**What is being asked**
Return the entries below in their exact form, leaving the pictures out.

*** Opening Given data ***

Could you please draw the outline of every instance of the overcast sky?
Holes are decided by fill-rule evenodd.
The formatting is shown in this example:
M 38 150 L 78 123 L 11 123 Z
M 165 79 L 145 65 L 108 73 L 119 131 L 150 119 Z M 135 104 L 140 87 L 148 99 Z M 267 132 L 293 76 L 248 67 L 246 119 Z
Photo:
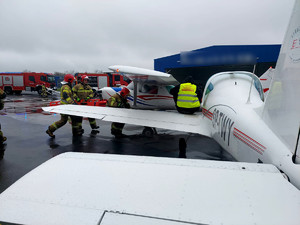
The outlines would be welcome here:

*** Closing Given data ***

**Task result**
Could you please draw the outline of every instance of the overcast sky?
Holes are decided by fill-rule evenodd.
The formatting is shown in this example:
M 38 150 L 78 123 L 11 123 Z
M 165 79 L 145 65 L 108 73 L 119 131 L 150 119 Z M 135 104 L 140 87 L 148 99 Z M 267 132 L 293 76 L 248 67 L 246 119 Z
Photo:
The outlines would be welcome here:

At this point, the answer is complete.